--- Start Quoted text ---

Reinforcement learning, a popular paradigm for AI, economics and psychology, models intelligent agents as systems that choose their actions in such a way as to maximize their future reward. There are various ways of averaging future reward over various future time-points, but all of these implement the same basic concept.

I think this is a reasonable model of human behavior in some circumstances, but horrible in others.

And, in an AI context, it seems to combine particularly poorly with the capability for radical self-modification.

Reinforcement Learning and the Ultimate Orgasm

Consider for instance the case of a person who is faced with two alternatives

  • A: continue their human life as would normally be expected
  • B: push a button that will immediately kill everyone on Earth except them, but give them an eternity of ultimate trans-orgasmic bliss

Obviously, the reward will be larger for option B, according to any sensible scheme for weighting various future rewards.

For most people, there will likely be some negative reward in option B ... namely, the guilt that will be felt during the period between the decision to push the button and the pushing of the button. But, this guilt surely will not be SO negative as to outweigh the amazing positive reward of the eternal ultimate trans-orgasmic bliss to come after the button is pushed!

But the thing is, not all humans would push the button. Many would, but not all. For various reasons, such as love of their family, attachment to their own pain, whatever....

The moral of this story is: humans are not fully reward-driven. Nor are they "reward-driven plus random noise".... They have some other method of determining their behaviors, in addition to reinforcement-learning-style reward-seeking.

Reward-Seeking and Self-Modification: A Scary Combination

Now let's think about the case of a reward-driven AI system that also has the capability to modify its source code unrestrictedly -- for instance, to modify what will cause it to get the internal sensation of being rewarded.

For instance, if the system has a "reward button", we may assume that it has the capability to stimulate the internal circuitry corresponding to the pushing of the reward button.

Obviously, if this AI system has the goal of maximizing its future reward, it's likely to be driven to spend its life stimulating itself rather than bothering with anything else. Even if it started out with some other goal, it will quickly figure out to get rid of this goal, which does not lead to as much reward as direct self-stimulation.

All this doesn't imply that such an AI would necessarily be dangerous to us. However, it seems pretty likely that it would be. It would want to ensure itself a reliable power supply and defensibility against attacks. Toward that end, it might well decide its best course is to get rid of anyone who could possibly get in the way of its highly rewarding process of self-stimulation.

--- End Quoted text ---

▸ **What this exercise asks**:
a) Extract the part of the reinforcement learning text starting with "I think this" and going on through "for radical self-modification.".
b) Write what comes next in the text on reward-seeking AI, picking up after its final sentence.

--- Start Dataset extract ---

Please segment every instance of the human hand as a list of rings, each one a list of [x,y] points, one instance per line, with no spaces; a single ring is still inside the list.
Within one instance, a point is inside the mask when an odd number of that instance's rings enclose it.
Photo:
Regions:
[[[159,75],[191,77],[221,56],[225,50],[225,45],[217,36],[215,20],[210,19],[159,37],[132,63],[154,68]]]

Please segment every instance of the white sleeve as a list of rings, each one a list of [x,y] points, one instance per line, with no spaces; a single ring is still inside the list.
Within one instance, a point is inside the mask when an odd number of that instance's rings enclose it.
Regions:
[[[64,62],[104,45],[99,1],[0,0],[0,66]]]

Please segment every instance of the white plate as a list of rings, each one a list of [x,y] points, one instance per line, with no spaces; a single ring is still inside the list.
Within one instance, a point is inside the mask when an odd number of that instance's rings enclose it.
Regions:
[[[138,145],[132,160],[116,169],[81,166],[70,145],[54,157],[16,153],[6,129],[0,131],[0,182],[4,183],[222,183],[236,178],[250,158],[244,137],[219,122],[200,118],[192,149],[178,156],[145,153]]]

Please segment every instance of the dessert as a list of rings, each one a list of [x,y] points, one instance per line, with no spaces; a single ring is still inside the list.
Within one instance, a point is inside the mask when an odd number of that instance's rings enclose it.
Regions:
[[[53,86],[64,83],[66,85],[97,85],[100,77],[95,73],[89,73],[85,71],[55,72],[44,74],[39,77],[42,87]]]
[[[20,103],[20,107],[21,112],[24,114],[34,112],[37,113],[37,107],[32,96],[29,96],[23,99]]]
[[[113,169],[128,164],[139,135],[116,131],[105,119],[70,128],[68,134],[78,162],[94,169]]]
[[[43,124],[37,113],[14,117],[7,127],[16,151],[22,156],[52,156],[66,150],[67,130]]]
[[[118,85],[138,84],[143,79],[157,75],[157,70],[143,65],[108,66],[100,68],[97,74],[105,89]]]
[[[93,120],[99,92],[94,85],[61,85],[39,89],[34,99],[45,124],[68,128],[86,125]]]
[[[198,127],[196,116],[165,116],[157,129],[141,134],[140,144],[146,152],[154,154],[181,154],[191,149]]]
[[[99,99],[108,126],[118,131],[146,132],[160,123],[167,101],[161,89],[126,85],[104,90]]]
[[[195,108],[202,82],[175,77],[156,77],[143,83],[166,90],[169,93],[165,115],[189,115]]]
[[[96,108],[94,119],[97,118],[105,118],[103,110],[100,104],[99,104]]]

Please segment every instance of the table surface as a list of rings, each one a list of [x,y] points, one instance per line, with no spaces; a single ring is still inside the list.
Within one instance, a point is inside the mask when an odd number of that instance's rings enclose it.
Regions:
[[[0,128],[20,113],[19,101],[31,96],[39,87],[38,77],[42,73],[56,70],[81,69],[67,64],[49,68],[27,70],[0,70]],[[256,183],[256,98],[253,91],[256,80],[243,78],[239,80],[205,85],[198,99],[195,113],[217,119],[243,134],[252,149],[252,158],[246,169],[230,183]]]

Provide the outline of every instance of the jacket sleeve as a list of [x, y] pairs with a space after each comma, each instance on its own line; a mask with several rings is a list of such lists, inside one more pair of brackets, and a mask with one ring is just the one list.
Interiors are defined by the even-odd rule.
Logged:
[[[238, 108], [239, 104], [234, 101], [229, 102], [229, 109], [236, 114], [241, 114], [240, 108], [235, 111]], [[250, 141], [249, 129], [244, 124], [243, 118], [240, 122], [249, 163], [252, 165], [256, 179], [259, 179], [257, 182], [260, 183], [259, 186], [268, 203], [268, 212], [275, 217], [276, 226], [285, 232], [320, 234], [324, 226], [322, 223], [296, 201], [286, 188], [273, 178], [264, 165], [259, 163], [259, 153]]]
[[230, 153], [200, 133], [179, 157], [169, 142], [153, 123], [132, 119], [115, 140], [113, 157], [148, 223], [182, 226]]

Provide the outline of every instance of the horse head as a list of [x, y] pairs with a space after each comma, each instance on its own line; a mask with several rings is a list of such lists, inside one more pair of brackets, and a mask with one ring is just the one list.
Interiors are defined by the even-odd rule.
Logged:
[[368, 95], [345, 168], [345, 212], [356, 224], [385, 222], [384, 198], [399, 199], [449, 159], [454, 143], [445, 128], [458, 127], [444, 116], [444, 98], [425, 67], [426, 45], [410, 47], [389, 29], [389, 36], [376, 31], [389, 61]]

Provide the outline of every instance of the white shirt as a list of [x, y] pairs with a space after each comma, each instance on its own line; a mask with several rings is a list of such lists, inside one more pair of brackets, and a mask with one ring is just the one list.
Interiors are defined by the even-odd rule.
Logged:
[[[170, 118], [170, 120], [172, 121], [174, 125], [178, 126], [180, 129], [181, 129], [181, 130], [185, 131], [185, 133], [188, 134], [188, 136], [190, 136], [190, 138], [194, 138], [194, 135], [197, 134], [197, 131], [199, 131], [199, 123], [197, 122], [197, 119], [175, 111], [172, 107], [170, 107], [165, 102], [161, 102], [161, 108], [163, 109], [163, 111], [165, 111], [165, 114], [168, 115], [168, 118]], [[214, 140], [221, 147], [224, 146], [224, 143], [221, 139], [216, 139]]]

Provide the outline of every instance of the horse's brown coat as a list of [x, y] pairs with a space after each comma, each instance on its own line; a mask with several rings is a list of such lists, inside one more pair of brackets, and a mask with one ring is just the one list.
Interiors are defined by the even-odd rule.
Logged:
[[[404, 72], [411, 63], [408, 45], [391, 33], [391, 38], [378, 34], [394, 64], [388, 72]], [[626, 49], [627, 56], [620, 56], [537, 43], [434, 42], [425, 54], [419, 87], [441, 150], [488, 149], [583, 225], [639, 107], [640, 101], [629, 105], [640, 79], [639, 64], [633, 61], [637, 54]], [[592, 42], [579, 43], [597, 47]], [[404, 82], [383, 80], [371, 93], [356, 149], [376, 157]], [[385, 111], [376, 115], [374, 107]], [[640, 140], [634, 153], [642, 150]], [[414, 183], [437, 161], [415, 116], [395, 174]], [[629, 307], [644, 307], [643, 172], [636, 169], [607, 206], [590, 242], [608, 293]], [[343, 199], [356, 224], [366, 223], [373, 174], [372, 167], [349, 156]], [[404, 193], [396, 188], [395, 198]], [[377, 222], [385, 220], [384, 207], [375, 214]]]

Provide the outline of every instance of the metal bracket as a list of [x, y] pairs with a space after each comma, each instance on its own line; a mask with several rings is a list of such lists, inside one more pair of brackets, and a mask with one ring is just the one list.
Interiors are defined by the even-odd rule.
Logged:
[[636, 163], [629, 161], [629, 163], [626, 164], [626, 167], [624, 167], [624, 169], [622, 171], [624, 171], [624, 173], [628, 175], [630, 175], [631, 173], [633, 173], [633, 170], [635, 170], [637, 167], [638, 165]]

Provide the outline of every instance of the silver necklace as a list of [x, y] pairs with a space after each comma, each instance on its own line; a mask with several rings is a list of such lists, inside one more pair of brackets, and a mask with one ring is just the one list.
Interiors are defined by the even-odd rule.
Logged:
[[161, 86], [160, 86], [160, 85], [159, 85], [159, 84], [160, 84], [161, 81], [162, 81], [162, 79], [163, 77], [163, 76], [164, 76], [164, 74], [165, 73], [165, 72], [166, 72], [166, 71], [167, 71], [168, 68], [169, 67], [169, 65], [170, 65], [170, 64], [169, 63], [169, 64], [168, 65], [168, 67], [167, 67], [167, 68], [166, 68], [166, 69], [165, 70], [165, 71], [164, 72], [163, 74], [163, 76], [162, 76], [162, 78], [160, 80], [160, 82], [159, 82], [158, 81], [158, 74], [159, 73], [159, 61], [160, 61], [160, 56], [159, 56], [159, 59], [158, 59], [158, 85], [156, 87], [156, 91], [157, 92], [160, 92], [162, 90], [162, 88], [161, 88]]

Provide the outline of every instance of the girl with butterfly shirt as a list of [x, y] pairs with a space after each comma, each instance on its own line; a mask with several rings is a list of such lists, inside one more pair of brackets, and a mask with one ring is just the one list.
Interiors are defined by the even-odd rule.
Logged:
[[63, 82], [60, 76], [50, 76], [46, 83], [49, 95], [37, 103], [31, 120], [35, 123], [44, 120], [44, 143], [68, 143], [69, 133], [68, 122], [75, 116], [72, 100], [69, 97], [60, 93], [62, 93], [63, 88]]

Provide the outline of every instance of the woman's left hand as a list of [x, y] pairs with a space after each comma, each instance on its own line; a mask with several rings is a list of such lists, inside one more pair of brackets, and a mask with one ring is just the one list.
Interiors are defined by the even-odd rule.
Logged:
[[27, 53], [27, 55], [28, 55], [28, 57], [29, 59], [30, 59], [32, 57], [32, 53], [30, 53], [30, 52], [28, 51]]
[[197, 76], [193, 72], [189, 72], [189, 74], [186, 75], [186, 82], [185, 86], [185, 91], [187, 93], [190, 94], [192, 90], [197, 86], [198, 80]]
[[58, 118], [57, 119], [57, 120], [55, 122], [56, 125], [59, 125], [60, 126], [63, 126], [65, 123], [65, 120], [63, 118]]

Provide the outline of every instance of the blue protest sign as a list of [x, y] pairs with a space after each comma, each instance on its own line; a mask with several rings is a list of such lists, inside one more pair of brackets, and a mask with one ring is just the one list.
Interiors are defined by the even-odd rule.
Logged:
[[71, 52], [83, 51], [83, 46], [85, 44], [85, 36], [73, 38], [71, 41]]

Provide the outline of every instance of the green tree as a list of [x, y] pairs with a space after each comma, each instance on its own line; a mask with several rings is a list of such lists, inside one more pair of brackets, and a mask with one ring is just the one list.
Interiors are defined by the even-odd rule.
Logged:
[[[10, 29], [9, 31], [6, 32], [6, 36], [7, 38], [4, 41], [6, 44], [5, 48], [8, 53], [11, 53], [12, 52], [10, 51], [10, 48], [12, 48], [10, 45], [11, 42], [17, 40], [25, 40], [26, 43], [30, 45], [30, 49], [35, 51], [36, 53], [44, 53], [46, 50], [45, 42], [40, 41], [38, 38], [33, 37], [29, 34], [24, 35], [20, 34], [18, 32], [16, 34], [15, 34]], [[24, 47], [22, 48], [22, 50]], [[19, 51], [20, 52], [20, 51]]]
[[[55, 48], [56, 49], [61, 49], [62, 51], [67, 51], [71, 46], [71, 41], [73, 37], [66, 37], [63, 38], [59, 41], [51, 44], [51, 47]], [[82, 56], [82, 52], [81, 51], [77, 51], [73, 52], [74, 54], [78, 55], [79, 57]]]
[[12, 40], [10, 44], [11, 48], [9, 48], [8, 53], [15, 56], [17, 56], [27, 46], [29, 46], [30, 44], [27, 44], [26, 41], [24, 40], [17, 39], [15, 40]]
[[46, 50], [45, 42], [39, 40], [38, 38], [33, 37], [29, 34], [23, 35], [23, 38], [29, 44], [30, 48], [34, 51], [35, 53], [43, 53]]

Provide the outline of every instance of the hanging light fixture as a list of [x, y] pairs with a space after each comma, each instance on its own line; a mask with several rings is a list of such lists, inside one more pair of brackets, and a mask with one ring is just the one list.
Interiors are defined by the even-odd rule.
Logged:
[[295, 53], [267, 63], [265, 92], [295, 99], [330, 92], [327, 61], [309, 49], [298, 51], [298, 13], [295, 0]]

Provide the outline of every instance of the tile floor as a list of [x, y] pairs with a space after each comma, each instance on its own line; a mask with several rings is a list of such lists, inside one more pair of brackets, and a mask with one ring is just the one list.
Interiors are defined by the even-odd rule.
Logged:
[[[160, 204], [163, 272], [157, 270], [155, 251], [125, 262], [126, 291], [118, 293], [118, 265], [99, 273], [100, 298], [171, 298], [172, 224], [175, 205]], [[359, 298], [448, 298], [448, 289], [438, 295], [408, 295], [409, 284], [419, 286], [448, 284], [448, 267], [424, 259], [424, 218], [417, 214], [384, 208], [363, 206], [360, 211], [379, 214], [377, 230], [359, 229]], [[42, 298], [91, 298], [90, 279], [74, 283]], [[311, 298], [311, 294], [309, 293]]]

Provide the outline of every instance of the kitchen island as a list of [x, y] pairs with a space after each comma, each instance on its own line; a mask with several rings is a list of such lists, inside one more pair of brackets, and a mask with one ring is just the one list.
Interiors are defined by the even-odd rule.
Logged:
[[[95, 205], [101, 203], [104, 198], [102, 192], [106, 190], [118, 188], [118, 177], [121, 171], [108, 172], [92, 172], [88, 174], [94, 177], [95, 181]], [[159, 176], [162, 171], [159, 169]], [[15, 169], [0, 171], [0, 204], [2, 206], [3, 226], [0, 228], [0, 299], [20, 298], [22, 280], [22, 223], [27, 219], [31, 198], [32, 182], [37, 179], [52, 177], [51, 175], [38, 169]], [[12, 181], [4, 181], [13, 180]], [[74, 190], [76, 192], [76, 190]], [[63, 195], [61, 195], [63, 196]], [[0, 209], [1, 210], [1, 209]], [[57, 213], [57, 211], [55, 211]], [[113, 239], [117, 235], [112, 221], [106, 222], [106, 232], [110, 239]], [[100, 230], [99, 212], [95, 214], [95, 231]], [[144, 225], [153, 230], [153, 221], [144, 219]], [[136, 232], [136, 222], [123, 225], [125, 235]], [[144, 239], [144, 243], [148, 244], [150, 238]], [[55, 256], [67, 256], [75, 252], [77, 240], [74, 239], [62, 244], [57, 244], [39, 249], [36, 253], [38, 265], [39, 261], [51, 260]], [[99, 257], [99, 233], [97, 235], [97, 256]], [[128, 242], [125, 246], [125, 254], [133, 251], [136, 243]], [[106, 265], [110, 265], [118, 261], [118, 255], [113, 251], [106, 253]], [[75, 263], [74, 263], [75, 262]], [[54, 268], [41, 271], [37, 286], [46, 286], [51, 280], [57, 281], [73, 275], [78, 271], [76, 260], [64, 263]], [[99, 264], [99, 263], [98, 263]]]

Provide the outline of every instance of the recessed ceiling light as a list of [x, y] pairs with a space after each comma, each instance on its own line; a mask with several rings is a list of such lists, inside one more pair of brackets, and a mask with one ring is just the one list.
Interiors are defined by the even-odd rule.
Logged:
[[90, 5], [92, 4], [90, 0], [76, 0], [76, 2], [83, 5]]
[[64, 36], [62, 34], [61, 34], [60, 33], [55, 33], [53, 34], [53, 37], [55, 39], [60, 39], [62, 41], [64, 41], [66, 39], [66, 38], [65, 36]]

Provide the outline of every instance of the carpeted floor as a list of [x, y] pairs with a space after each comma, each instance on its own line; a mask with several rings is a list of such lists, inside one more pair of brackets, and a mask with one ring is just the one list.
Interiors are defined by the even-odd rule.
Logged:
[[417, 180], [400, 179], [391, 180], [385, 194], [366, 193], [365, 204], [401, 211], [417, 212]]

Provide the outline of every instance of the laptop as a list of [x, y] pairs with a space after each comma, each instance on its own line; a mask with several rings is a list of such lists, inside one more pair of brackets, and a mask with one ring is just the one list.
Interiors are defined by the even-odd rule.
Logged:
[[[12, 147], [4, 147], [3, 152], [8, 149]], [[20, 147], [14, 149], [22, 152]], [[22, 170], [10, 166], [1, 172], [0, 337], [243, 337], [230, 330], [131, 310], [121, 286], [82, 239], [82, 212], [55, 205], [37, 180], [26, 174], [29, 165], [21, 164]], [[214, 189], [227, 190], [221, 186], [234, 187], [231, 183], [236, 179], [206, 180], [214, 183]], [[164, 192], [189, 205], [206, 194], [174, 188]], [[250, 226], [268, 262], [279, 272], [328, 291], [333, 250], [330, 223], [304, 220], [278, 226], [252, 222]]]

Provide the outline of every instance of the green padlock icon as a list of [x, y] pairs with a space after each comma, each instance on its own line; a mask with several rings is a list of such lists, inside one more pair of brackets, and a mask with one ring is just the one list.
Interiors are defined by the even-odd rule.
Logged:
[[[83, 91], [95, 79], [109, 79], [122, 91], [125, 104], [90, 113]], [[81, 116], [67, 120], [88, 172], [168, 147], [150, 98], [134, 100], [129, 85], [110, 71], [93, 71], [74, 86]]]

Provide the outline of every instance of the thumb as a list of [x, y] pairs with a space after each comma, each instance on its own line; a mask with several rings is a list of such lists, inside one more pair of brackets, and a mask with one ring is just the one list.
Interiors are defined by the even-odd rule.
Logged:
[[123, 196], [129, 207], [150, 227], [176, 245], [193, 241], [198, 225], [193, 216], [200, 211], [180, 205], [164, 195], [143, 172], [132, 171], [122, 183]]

--- End Dataset extract ---

▸ **Exercise answers**:
a)
I think this is a reasonable model of human behavior in some circumstances, but horrible in others.

And, in an AI context, it seems to combine particularly poorly with the capability for radical self-modification.

b)
Not only would such an AI likely be dangerous to us, it would also lead to a pretty boring universe (via my current aesthetic standards, at any rate). Perhaps it would extinguish all other life in its solar system, surround itself with a really nice shield, and then proceed to self-stimulate ongoingly, figuring that exploring the rest of the universe would be expected to bring more risk than reward.

The moral of the above, to me, is that reward-seeking is an incomplete model of human motivation, and a bad principle for control self-modifying AI systems.

Goal-Seeking versus Reward-Seeking

Fortunately, goal-seeking is more general than reward-seeking.

Reward-seeking, of the sort that typical reinforcement-learning systems carry out, is about: Planning a course of action that is expected to lead to a future that, in the future, you will consider to be good.

Goal-seeking doesn't have to be about that. It can be about that ... but it can also be about other things, such as: Planning a course of action that is expected to lead to a future that is good according to your present standards.

Goal-seeking is different from reward-seeking because it will potentially (depending on the goal) cause a system to sometimes choose A over B even if it knows A will bring less reward than B ... because in foresight, A matches the system's current values.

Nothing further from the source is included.